:: Data provided

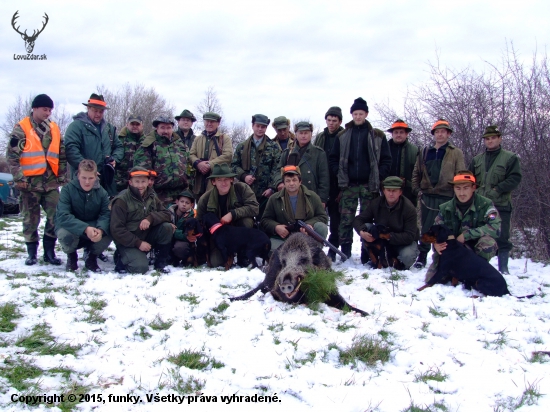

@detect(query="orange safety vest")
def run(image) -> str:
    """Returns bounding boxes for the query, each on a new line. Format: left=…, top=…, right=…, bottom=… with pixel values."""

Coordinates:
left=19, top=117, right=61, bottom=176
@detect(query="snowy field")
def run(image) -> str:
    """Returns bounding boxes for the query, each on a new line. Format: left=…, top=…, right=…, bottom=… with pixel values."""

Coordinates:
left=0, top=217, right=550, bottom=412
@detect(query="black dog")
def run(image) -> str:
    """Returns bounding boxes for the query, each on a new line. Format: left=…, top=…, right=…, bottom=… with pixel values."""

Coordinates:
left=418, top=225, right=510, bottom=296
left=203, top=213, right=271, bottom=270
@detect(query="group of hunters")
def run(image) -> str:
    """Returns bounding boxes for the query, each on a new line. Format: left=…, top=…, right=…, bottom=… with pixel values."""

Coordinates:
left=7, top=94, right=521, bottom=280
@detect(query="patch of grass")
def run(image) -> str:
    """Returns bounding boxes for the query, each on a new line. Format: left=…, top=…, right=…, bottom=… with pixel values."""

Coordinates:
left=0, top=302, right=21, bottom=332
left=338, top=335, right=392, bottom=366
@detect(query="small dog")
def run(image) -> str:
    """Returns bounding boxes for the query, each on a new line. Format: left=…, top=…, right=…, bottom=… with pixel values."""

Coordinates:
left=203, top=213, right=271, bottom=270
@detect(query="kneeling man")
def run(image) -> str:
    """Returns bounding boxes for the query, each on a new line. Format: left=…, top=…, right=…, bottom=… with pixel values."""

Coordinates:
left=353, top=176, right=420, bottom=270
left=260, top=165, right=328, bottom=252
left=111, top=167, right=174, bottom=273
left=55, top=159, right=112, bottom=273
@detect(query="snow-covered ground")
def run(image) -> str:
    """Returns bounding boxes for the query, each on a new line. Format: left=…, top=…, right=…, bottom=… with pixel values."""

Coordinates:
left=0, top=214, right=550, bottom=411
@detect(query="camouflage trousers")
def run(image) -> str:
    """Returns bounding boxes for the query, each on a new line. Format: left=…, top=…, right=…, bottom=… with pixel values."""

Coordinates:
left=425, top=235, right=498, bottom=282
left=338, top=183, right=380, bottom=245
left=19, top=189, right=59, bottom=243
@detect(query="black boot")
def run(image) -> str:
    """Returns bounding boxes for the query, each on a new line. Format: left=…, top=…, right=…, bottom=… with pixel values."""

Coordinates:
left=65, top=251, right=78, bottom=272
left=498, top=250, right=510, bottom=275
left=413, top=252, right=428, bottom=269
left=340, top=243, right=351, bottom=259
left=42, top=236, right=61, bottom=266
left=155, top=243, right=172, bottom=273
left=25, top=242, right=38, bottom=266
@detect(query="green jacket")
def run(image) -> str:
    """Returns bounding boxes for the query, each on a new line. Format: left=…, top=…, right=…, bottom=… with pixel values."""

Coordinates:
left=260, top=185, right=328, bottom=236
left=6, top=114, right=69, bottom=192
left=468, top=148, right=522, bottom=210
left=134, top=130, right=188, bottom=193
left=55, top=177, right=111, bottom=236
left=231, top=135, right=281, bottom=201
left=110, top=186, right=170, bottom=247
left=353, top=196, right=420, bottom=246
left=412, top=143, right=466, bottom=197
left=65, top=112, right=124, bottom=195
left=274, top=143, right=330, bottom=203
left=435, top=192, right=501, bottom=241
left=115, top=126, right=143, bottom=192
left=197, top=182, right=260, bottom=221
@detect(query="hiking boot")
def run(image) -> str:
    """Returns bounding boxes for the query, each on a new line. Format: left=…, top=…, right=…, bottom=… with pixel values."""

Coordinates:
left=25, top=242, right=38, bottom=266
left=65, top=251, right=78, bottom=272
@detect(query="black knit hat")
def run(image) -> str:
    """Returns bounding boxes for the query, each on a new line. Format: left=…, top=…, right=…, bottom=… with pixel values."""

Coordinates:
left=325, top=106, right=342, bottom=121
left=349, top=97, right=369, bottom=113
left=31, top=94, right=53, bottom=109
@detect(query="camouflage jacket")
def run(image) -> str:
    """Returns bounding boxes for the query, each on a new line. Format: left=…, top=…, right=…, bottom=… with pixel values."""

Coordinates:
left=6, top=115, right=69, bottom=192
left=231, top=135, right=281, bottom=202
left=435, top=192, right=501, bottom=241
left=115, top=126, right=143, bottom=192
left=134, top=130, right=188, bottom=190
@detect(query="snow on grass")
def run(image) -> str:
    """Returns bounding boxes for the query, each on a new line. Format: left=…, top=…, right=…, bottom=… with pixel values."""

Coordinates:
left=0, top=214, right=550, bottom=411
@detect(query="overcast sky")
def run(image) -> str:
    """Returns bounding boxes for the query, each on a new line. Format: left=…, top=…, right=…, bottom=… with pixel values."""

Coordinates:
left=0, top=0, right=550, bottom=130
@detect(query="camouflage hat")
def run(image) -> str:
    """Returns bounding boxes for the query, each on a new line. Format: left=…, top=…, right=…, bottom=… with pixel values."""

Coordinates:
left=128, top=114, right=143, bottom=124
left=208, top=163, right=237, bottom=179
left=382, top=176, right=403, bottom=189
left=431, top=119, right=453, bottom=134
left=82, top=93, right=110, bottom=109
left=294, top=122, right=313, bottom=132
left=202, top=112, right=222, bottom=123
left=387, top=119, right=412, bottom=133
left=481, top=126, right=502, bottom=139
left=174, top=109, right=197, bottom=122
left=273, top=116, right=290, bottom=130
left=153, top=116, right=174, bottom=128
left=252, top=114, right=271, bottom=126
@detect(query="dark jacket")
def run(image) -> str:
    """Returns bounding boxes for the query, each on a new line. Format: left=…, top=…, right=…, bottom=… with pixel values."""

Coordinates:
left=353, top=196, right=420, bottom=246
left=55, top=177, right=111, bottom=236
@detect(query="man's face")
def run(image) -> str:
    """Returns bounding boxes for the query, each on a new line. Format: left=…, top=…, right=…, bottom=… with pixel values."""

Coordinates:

::::

Your goal. Rescale the records by writing out every line from their start through the line containing "left=338, top=335, right=392, bottom=366", both included and requests as well, with each bounding-box coordinate in the answers multiplied by 2.2 and rounded to a whole number, halves rounded up. Leave the pictures out.

Solution to this problem.
@detect(query="orange safety vest")
def run(image) -> str:
    """Returns bounding boxes for the query, each on a new line. Format: left=…, top=…, right=…, bottom=… with pixel values."""

Coordinates:
left=42, top=257, right=134, bottom=387
@detect(query="snowy field")
def run(image) -> str:
    """Returns bounding boxes for the query, each on a new line. Format: left=…, top=…, right=…, bottom=… with pixel values."""

Coordinates:
left=0, top=477, right=1210, bottom=906
@detect(query="black dog")
def run(image) -> str:
    """Returns bounding boxes for the query, each on a new line. Format: left=…, top=…, right=…, bottom=… with pixel values."""

Coordinates:
left=920, top=495, right=1122, bottom=651
left=447, top=469, right=596, bottom=594
@detect(query="group of hunters")
def run(image) -> str:
    """Returns bounding boxes for the query, each on a new line. Format: left=…, top=…, right=…, bottom=… with pixel values."""

Coordinates:
left=15, top=207, right=1146, bottom=616
@detect(query="patch of grass")
def run(image) -> str:
    """Returns bounding boxes for the query, each on a new line. Format: left=…, top=…, right=…, bottom=… with pixel values."""

Coordinates:
left=0, top=664, right=46, bottom=730
left=744, top=737, right=862, bottom=805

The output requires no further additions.